↓↓↓

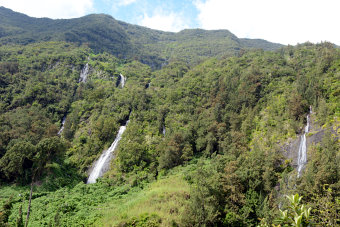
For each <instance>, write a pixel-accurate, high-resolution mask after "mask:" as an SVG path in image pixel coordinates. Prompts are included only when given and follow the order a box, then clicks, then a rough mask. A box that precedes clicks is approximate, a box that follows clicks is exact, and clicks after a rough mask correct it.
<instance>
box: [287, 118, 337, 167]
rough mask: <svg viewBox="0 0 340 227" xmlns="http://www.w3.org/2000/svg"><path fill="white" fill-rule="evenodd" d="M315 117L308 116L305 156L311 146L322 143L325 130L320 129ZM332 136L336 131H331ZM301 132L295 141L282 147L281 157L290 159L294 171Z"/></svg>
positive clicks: (307, 161) (296, 162)
mask: <svg viewBox="0 0 340 227" xmlns="http://www.w3.org/2000/svg"><path fill="white" fill-rule="evenodd" d="M314 119H315V115H314V113H311V114H310V126H309V133H307V134H306V142H307V155H308V151H309V149H310V147H311V146H313V145H315V144H318V143H320V142H321V141H322V139H323V137H324V135H325V132H326V130H327V129H323V128H321V127H320V126H319V125H318V124H317V123H316V122H315V120H314ZM331 131H332V133H333V134H336V132H337V130H333V129H331ZM302 134H303V132H302V133H301V134H300V135H298V136H297V137H296V138H295V139H291V140H289V141H288V142H287V143H286V144H285V145H284V146H283V155H284V156H285V157H286V158H287V159H290V160H291V161H292V162H291V165H292V166H293V167H294V168H295V169H296V168H297V167H298V153H299V146H300V143H301V135H302ZM308 160H309V157H308V156H307V162H308Z"/></svg>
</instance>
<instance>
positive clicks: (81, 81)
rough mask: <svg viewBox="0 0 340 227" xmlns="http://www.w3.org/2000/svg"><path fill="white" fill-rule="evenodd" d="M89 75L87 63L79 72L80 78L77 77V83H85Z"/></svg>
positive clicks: (87, 64) (88, 70)
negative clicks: (80, 82)
mask: <svg viewBox="0 0 340 227" xmlns="http://www.w3.org/2000/svg"><path fill="white" fill-rule="evenodd" d="M88 74H89V63H86V65H85V67H84V68H83V69H82V70H81V72H80V76H79V81H78V82H79V83H80V82H84V83H86V80H87V75H88Z"/></svg>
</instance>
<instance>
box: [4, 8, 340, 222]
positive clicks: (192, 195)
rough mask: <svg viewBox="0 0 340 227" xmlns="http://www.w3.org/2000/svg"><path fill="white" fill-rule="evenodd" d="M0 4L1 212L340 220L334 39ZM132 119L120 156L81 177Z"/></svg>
mask: <svg viewBox="0 0 340 227" xmlns="http://www.w3.org/2000/svg"><path fill="white" fill-rule="evenodd" d="M0 18H1V23H0V42H1V44H2V45H1V46H0V226H25V224H27V225H28V226H338V225H340V217H339V213H340V212H339V211H340V181H339V178H340V143H339V133H340V50H339V49H338V48H336V47H335V46H334V45H333V44H331V43H320V44H311V43H304V44H300V45H297V46H285V47H282V46H281V45H275V44H271V43H268V42H265V41H263V40H246V39H243V40H242V39H238V38H237V37H236V36H234V35H233V34H231V33H229V32H228V31H209V32H208V31H204V30H184V31H182V32H179V33H164V32H160V31H155V30H151V29H146V28H143V27H138V26H133V25H129V24H126V23H123V22H119V21H116V20H114V19H113V18H111V17H109V16H106V15H90V16H87V17H83V18H78V19H72V20H50V19H46V18H45V19H35V18H28V17H27V16H25V15H22V14H17V13H14V12H12V11H9V10H8V9H5V8H0ZM31 20H33V21H31ZM105 20H110V21H111V22H112V23H113V24H115V26H114V25H113V24H111V23H105V22H103V21H105ZM24 21H26V23H27V24H24V25H23V24H22V23H23V22H24ZM80 24H81V25H82V26H78V25H80ZM102 24H106V26H108V27H103V30H102V31H99V32H97V31H96V30H91V28H94V27H98V26H99V25H100V26H101V25H102ZM26 25H27V26H26ZM20 26H23V27H20ZM30 26H32V27H30ZM86 26H88V27H86ZM91 26H94V27H91ZM24 27H25V29H26V30H25V29H24ZM45 27H46V28H48V27H49V29H50V30H49V29H44V28H45ZM38 31H39V32H38ZM101 32H103V33H101ZM55 34H57V35H55ZM95 34H97V35H98V36H94V35H95ZM105 34H107V36H105ZM92 35H93V36H92ZM118 36H119V37H118ZM48 37H50V38H48ZM65 37H66V38H65ZM67 37H68V38H67ZM70 37H73V38H70ZM83 37H85V38H84V40H83V39H82V38H83ZM113 37H115V38H113ZM117 37H118V38H117ZM155 37H156V38H155ZM157 37H158V38H157ZM226 37H228V38H226ZM80 38H81V40H79V39H80ZM116 38H117V39H116ZM95 45H98V46H95ZM256 48H262V49H256ZM278 48H279V49H278ZM274 49H275V50H274ZM268 50H271V51H268ZM85 69H88V75H87V79H86V80H85V79H81V74H83V73H84V71H86V70H85ZM121 75H123V76H124V77H125V78H126V83H125V86H122V77H121ZM307 115H308V116H309V119H310V121H308V122H310V130H309V131H308V133H306V138H307V140H306V141H307V148H308V149H307V150H308V153H307V156H308V157H307V160H308V162H307V164H306V166H305V167H304V169H303V171H302V174H301V176H300V177H297V160H296V159H297V152H298V150H297V149H298V148H297V149H295V147H296V146H295V145H294V144H297V146H298V144H299V143H300V136H301V135H302V134H303V133H304V128H305V126H306V124H307ZM64 120H65V121H64ZM127 120H129V123H128V125H127V127H126V131H125V132H124V134H123V135H122V139H121V140H120V142H119V144H118V148H117V149H116V150H115V157H114V158H113V159H112V160H111V162H110V169H109V171H107V172H106V173H105V175H104V176H103V177H102V178H99V179H98V181H97V183H95V184H86V181H87V178H88V175H89V172H90V170H91V168H92V167H93V163H94V161H95V160H97V159H98V158H99V157H100V155H101V153H102V151H104V150H106V149H108V148H109V147H110V145H111V143H112V142H113V141H114V140H115V137H116V135H117V132H118V130H119V128H120V126H122V125H125V124H126V123H127ZM62 127H63V130H60V129H61V128H62ZM294 146H295V147H294ZM28 211H29V218H27V216H28V215H27V214H28Z"/></svg>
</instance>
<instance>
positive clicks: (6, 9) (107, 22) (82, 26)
mask: <svg viewBox="0 0 340 227" xmlns="http://www.w3.org/2000/svg"><path fill="white" fill-rule="evenodd" d="M41 41H66V42H72V43H75V44H77V45H82V44H83V45H87V46H89V47H90V48H91V49H92V50H94V51H95V52H102V51H106V52H108V53H111V54H113V55H114V56H116V57H118V58H125V59H136V60H139V61H140V62H143V63H145V64H148V65H150V66H151V67H152V68H153V69H155V68H158V69H159V68H160V67H161V66H162V65H164V64H167V63H169V62H170V61H173V60H178V59H181V60H182V61H185V62H188V63H190V64H198V63H200V62H202V61H203V60H206V59H207V58H209V57H216V56H219V57H222V56H225V55H235V54H237V53H239V52H240V50H241V49H243V48H261V49H264V50H276V49H278V48H280V47H282V45H280V44H276V43H270V42H268V41H265V40H260V39H239V38H237V37H236V36H235V35H234V34H232V33H231V32H229V31H227V30H215V31H205V30H201V29H187V30H184V31H181V32H178V33H172V32H163V31H157V30H152V29H149V28H145V27H141V26H137V25H131V24H128V23H125V22H122V21H118V20H115V19H114V18H112V17H111V16H109V15H104V14H92V15H88V16H85V17H81V18H76V19H69V20H52V19H48V18H32V17H28V16H26V15H24V14H21V13H16V12H13V11H12V10H10V9H6V8H4V7H0V44H10V43H16V44H18V43H20V44H29V43H33V42H41Z"/></svg>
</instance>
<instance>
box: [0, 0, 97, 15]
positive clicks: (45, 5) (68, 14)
mask: <svg viewBox="0 0 340 227" xmlns="http://www.w3.org/2000/svg"><path fill="white" fill-rule="evenodd" d="M0 5H1V6H4V7H7V8H10V9H12V10H14V11H17V12H21V13H25V14H27V15H29V16H32V17H49V18H74V17H80V16H84V15H85V14H86V13H88V12H89V11H90V10H91V9H92V8H93V0H0Z"/></svg>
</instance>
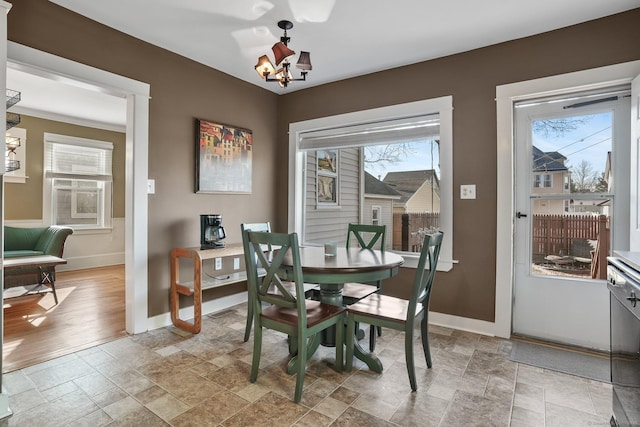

↑↑↑

Description of the task:
The answer should consist only of the lines from the one with "positive clicks: (6, 9) (107, 22) (82, 26)" through the last line of the material above, copied exactly, with no pictures.

Exercise solution:
positive clicks: (6, 9) (107, 22) (82, 26)
mask: <svg viewBox="0 0 340 227" xmlns="http://www.w3.org/2000/svg"><path fill="white" fill-rule="evenodd" d="M41 41H66V42H72V43H75V44H77V45H82V44H83V45H87V46H89V47H90V48H91V49H92V50H94V51H95V52H102V51H106V52H108V53H111V54H113V55H114V56H116V57H118V58H125V59H136V60H139V61H140V62H143V63H145V64H148V65H150V66H151V67H152V68H153V69H155V68H158V69H159V68H160V67H161V66H162V65H164V64H167V63H169V62H170V61H173V60H178V59H181V60H182V61H185V62H188V63H190V64H198V63H200V62H202V61H203V60H206V59H207V58H209V57H216V56H219V57H222V56H225V55H235V54H237V53H239V52H240V50H241V49H243V48H261V49H264V50H276V49H278V48H280V47H282V45H280V44H276V43H270V42H268V41H265V40H260V39H239V38H237V37H236V36H235V35H234V34H232V33H231V32H229V31H227V30H215V31H205V30H201V29H187V30H184V31H181V32H178V33H172V32H163V31H157V30H152V29H149V28H145V27H141V26H137V25H131V24H128V23H125V22H122V21H118V20H115V19H114V18H112V17H111V16H109V15H104V14H92V15H88V16H85V17H81V18H76V19H69V20H52V19H48V18H32V17H28V16H26V15H24V14H21V13H16V12H13V11H12V10H10V9H6V8H4V7H0V44H10V43H16V44H18V43H20V44H29V43H33V42H41Z"/></svg>
</instance>
<instance>
box: [0, 0, 97, 15]
positive clicks: (45, 5) (68, 14)
mask: <svg viewBox="0 0 340 227" xmlns="http://www.w3.org/2000/svg"><path fill="white" fill-rule="evenodd" d="M0 5H1V6H4V7H7V8H10V9H12V10H14V11H17V12H21V13H25V14H27V15H29V16H32V17H49V18H74V17H80V16H84V15H85V14H86V13H88V12H89V11H90V10H91V9H92V8H93V0H0Z"/></svg>
</instance>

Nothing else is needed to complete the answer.